Brief:
Return every one of the records below verbatim, reproducing each line without alteration.

** Start of Input for this task **

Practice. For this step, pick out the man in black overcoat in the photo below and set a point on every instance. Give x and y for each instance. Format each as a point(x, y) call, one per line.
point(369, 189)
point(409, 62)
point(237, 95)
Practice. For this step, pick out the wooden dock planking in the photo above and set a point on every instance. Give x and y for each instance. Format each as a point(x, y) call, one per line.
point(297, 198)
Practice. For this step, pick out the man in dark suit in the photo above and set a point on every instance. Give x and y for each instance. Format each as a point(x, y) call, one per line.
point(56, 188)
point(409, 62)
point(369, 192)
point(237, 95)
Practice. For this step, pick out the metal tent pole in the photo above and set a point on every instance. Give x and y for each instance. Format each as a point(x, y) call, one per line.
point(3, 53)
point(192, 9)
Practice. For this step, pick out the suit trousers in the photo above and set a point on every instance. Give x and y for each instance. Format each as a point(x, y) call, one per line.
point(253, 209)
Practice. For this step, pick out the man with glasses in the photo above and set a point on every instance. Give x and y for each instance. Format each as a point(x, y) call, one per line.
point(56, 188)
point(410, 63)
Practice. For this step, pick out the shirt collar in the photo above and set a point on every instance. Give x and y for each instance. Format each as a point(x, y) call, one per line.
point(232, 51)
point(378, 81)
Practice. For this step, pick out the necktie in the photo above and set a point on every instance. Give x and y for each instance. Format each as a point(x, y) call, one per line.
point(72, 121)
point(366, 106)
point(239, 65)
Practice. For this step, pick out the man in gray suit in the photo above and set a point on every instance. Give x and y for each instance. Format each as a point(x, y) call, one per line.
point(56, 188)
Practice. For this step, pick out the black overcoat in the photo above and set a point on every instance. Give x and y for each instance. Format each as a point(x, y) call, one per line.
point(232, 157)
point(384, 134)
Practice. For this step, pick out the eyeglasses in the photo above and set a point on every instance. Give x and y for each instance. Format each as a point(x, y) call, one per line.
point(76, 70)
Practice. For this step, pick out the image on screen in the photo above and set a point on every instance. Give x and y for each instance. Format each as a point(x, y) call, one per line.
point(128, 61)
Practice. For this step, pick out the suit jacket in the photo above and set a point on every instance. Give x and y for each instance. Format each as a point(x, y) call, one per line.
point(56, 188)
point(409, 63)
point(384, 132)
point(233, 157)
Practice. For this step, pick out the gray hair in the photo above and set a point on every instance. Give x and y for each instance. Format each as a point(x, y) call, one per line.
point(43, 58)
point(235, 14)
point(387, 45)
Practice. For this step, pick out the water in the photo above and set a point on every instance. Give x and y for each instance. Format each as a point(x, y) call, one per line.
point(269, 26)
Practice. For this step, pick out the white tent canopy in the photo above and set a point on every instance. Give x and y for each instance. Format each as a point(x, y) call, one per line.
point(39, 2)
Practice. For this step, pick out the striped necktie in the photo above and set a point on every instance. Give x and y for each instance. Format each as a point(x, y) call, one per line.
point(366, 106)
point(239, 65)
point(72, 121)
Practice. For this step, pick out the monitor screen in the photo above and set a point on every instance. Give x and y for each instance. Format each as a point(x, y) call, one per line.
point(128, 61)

** End of Input for this task **

Result of this exercise:
Practice. For this step, pick out the man in black overcoat in the photo below and set a point on every instance. Give x and y for each instance. Format each as a point(x, y) call, one per line.
point(369, 189)
point(409, 62)
point(237, 95)
Practice. For this step, pick out the wooden dock planking in the photo above and set a point on every instance. Give x and y for each instance. Format each as a point(x, y) call, one per line.
point(297, 198)
Practice. For this step, pick out the man in dark suit in the photo above and set a point on every instance. Give x and y for each instance. Format each as a point(x, y) call, one per line.
point(56, 188)
point(409, 62)
point(369, 192)
point(237, 95)
Practice. For this step, pick out the metal tent pole in the photo above and set a point on every instance. Give x and y for each instance. Format each as a point(x, y) call, one per line.
point(3, 53)
point(192, 9)
Practice. For this step, pick out the suit trousers in the photo above and set a point on every instance. Give x and y for each instance. Format each as a point(x, y) call, one per line.
point(253, 209)
Practice. For this step, pick out the man with glasses in the photo above and set a point on every instance. Give x and y for each instance. Format each as a point(x, y) call, one per line.
point(56, 188)
point(410, 63)
Practice. For this step, pick out the shirt collar in the photo above and set a point on every instance. Give x and y for each instance. Format each as a point(x, y) call, one per line.
point(232, 51)
point(378, 81)
Practice. For this step, pick out the necktie in the photo above and set a point on every instance. Give x and y for each instance. Format each as a point(x, y) call, one per line.
point(72, 121)
point(366, 106)
point(239, 65)
Practice. For this step, pick out the man in gray suit in the photo above and set a point on every instance. Give x and y for each instance. Format each as a point(x, y) call, one per line.
point(56, 188)
Practice. For this step, pick out the black overcoat in the photo above and set a point on every instance. Give x and y for each instance. Format each as a point(x, y) call, one per line.
point(232, 157)
point(384, 134)
Practice. For this step, pick out the eyeglasses in the photo above and set a point on every instance. Give x and y for each instance. Format each as a point(x, y) call, one per line.
point(76, 70)
Practice. For this step, pick out the image on screen in the photo above and set a point on every instance. Give x and y for each instance. Format each as a point(x, y) call, one per line.
point(128, 61)
Practice. For this step, pick out the suit jacket in the photo above and set a point on every instance. Give x and y for each instance. Format each as a point(x, y) call, one per line.
point(56, 188)
point(409, 63)
point(384, 132)
point(233, 157)
Practice. For this step, pick out the gray hair in the photo above and set a point on every instance. Give x and y for each instance. Format each as a point(x, y) call, one per line.
point(43, 58)
point(235, 14)
point(387, 45)
Practice. For this step, pick out the water in the photo above and set a point on every instance. Give x and y for each instance. Format each as a point(x, y) call, one per line.
point(269, 26)
Practice. For this step, pick out the white tent canopy in the photo above and set a point on every instance. Give x and y for each instance. Format each as a point(x, y) call, one per line.
point(39, 2)
Practice. For this step, pick out the striped necktie in the photo above and set a point on every instance. Give x and y for each instance. Format each as a point(x, y) call, one per line.
point(366, 106)
point(239, 65)
point(72, 121)
Practice. For this step, pick out the monitor screen in the photo above and set a point on every instance. Give x and y for each instance. Format each as a point(x, y) call, one per line.
point(128, 61)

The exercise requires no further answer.